:: Ausgewählter Auszug ::
>>>
Und ja ich würde auch am liebsten einfach ein 50m Flachkabel verlegen aber das wird leider nicht gestattet, da alles perfekt eingefliest ist. Es gibt keine Bodenbeläge unter denen ich was verlegen könnte und keine Fußleisten mit Hohlraum in die man ein Kabel legen könnte   
Wenn es nach meinen Eltern geht herrscht im Haus lieber eine höhere Strahlenbelastung als in Fukushima, als dass auch nur 1 Meter Kabel an der Wand zu sehen ist 
Von WLAN Richtfunk habe ich auch schon gelesen, allerdings nur für Outdoor-Anwendung. gibt es sowas nicht auch für Innen, sodass ich einfach durch Wände und Decken durchfunken kann?

Oder sind einige besonders Leistungsstarke Router und Repeater bekannt, was Reichweite durch Wände angeht?
<<<
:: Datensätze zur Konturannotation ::
>>>
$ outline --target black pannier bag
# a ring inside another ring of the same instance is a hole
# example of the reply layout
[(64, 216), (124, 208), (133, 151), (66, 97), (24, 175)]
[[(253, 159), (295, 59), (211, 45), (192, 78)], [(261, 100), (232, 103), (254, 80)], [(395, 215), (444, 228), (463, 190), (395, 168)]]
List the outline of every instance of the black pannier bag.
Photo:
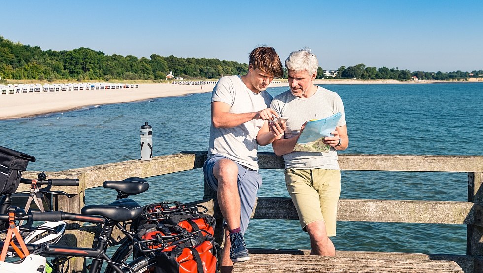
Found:
[(0, 195), (13, 194), (18, 188), (22, 172), (35, 157), (27, 154), (0, 146)]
<<<
:: Was verlangt wird ::
1. Fasse den Forumsbeitrag in genau zwei Sätzen zusammen.
2. Für welchen Einsatzbereich ist der WLAN-Richtfunk gedacht, über den laut Forumsbeitrag schon gelesen wurde?
3. Gib einen Abschnitt des Forumsbeitrags wortgetreu wieder: Setze bei den Worten "Und ja ich würde" ein und höre nach "Decken durchfunken kann?" auf.

:: Antworten je Aufgabe ::
1. Laut dem Forumsbeitrag wäre ein 50 m langes Flachkabel die liebste Lösung, ist aber nicht gestattet, da alles gefliest ist, es keine geeigneten Bodenbeläge oder hohlen Fußleisten gibt und die Eltern kein sichtbares Kabel an der Wand dulden. Gefragt wird, ob es WLAN-Richtfunk auch für innen gibt, um durch Wände und Decken zu funken, oder ob bestimmte Router und Repeater für ihre Reichweite durch Wände bekannt sind.

2. Nur für die Outdoor-Anwendung.

3.
Und ja ich würde auch am liebsten einfach ein 50m Flachkabel verlegen aber das wird leider nicht gestattet, da alles perfekt eingefliest ist. Es gibt keine Bodenbeläge unter denen ich was verlegen könnte und keine Fußleisten mit Hohlraum in die man ein Kabel legen könnte   
Wenn es nach meinen Eltern geht herrscht im Haus lieber eine höhere Strahlenbelastung als in Fukushima, als dass auch nur 1 Meter Kabel an der Wand zu sehen ist 
Von WLAN Richtfunk habe ich auch schon gelesen, allerdings nur für Outdoor-Anwendung. gibt es sowas nicht auch für Innen, sodass ich einfach durch Wände und Decken durchfunken kann?